(Dataset entries)
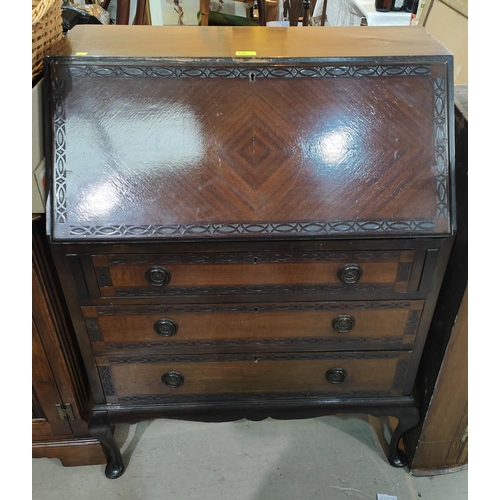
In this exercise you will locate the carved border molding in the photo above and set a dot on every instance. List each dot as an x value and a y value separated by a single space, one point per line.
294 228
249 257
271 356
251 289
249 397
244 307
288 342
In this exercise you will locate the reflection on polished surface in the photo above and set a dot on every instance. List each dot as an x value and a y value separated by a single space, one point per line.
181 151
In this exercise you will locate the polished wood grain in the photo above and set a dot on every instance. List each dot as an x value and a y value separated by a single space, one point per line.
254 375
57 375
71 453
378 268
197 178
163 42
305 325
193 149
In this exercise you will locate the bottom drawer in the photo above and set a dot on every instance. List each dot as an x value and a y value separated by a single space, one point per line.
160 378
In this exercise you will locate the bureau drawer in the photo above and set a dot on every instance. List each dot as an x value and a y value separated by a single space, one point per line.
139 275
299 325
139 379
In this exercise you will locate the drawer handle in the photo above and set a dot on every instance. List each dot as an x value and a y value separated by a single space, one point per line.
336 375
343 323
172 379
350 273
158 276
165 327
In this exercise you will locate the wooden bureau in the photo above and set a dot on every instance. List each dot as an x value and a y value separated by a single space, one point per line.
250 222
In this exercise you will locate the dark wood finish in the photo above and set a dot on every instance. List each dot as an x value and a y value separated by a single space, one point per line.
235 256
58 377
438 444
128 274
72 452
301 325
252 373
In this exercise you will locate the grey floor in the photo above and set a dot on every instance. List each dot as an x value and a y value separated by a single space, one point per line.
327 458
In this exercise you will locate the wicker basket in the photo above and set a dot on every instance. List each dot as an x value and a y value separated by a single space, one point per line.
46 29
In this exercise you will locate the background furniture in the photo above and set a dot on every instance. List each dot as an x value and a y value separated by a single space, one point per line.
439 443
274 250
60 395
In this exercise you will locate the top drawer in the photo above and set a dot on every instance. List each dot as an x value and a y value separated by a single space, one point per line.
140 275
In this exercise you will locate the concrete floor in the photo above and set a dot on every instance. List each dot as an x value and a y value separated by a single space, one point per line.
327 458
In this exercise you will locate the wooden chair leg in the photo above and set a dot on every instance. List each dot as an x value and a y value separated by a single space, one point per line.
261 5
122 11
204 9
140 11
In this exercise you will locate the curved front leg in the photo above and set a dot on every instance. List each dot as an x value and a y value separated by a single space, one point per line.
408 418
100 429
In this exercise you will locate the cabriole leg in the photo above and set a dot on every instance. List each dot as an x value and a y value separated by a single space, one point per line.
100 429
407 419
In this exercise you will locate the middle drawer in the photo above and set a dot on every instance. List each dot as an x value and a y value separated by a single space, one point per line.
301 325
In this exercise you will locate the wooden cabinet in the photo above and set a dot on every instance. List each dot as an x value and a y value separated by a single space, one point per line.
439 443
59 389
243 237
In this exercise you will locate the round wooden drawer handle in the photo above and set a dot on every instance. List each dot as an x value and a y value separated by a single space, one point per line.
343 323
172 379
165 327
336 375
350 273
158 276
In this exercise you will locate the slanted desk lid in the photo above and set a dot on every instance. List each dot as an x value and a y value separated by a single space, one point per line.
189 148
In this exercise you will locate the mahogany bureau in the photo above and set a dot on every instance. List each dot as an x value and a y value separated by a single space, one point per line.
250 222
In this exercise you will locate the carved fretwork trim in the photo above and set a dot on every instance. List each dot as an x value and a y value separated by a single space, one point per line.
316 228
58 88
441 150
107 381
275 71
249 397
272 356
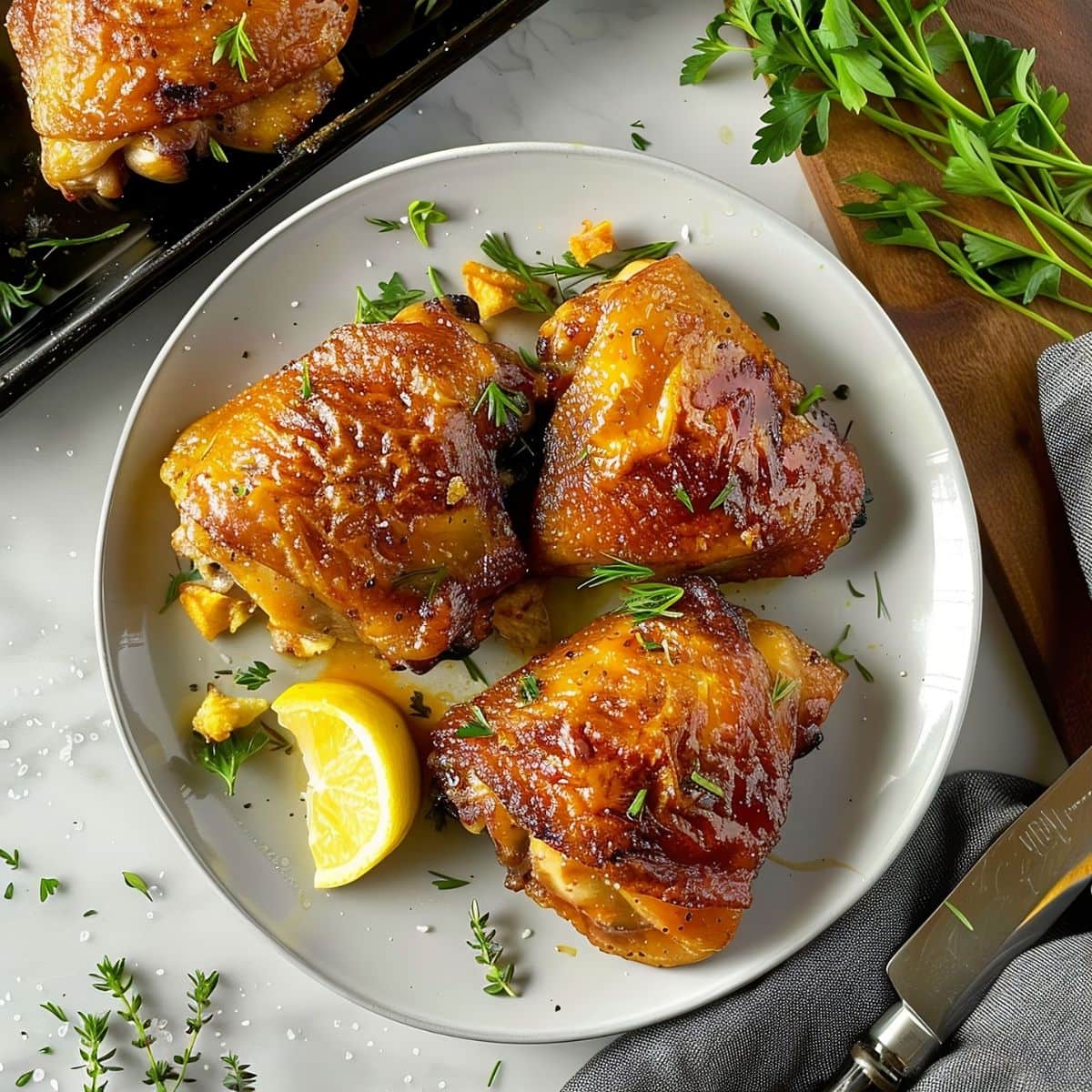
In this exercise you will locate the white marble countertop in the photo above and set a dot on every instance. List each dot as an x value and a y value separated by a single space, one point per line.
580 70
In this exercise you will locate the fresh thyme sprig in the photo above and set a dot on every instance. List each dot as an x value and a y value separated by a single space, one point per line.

**What is required**
Once the pictures are removed, output the entries above exactly as given.

**Reply**
In this exercise you will locate the carved border molding in the photo above and set a dot on every instance. List each dot as an x value and a y value separated by a single space, one point per line.
294 228
249 257
271 356
251 289
249 397
244 307
288 342
In this exercise you will locate the reflection on polished surface in the photo above and set a dot on every instance. List each dot as an x value and a y value separated by a single space, one point per line.
181 151
In this exercise you will locate the polished wood grain in the photo above and set a dot on every instance. List each dot as an x value and a y value separated by a single space, one point per line.
254 375
57 375
71 453
378 268
197 178
163 42
305 325
193 149
In this exercise you will locate the bottom drawer in the photo above and set a dot on every instance. List each dot as an x value and a y value separated by a single space, one point per line.
160 378
In this exercise you will locate the bureau drawer in the photo above and set a dot on every instance. List each dot as an x value and a y value separated by a single space, one point per line.
139 275
299 325
139 379
In this exercise you will locate the drawer handle in the photo above and set a dot on every instance. List each dot as an x value and a y value separated by a single space, one point per line.
336 375
343 323
172 379
350 273
158 276
165 327
In this exercise you will locate the wooden bureau in the photo above and set a dot on every instance. List each dot as an x value and a y value separated by a single space, one point per line.
250 222
In this exercise you will locate the dark wood finish in the photo above and set a dot on every instance. List each dot as an x value and a y value separated by a single space, one point per line.
235 256
58 377
438 444
128 274
72 452
301 325
252 373
In this exercise you will locate the grey floor in the photo above and set a dot on every instance. List each dot as an x value and a y value separated by a single space, one point per line.
327 458
In this exercise you will locate the wicker basket in the photo above and set a dot on every instance. List each dot as an x value and a y value separated by a single space, one point per line.
46 29
In this exercise you will locate the background furniture in the photo above and set a dot on every instance. List each dot as an x value and a y value separated by a single space, one point per line.
439 443
274 250
60 395
In this exercise you will locate the top drawer in the photo above and set a dot on every instance. List each dot as an x value and a y value separated by a single space, one point per line.
140 275
In this exercise you will locate the concrete floor in the photo above and set a dot on every instance. List each dot as an x value and a y value separated by a single space, one point per line.
327 458
In this exercise you will locate the wooden chair leg in the photo above and set a dot on every instance. List each dot as an x value and a y value separated by a single space, one point per line.
261 5
122 11
204 9
140 11
In this exercise you will locate the curved front leg in the photo above and set a dot on every instance. List each dot as an x value and a y value separated by a single space, one point per line.
408 418
100 429
In this exercise you will locate the cabriole leg in the photo above and set a dot on every instance. List each dot as an x value and a y value separated by a single space, one point per line.
100 429
407 419
In this exercise you will locate the middle drawer in the photo above and set a dot on every instance. List each dot as an x value and a y value separated by a single space, one point per line.
301 325
In this exercise you will locate the wooden cabinet in the photo above and set a dot on every instance. List each dot as an x value and a y value separated by a single space, one point per line.
439 443
59 389
243 237
In this exercise you will locate the round wooden drawer handle in the photo above and set a dot on every instance. List each dot as an x value and a y value separated by a single space, one point per line.
343 323
172 379
165 327
336 375
350 273
158 276
In this exercise you will locate the slanted desk lid in the photo above and set a dot on every instance. List each dot as an x value and a y value separated by a single space, one point per line.
189 148
In this exercise you will locate the mahogany bureau in the photo above and set a dot on every instance. List each dot as an x value and a y value separated by a single space, one point per line.
250 222
In this exercise you will locate the carved fretwork trim in the photo above and set a dot on every instance. List each dot as an x value and a y value separated by a single space, one point per line.
316 228
58 88
441 150
107 381
275 71
249 397
272 356
In this exercise you will locate the white marble countertop in the photo above and set a dot on every instance. List each dot as an x value and a y value separated by a single space, one point per line.
580 70
In this exercise you will locate the fresh thyme sprig in the photo above and set a dot on every instance. List each dot as an x value and a y value separated by a single space, one point per line.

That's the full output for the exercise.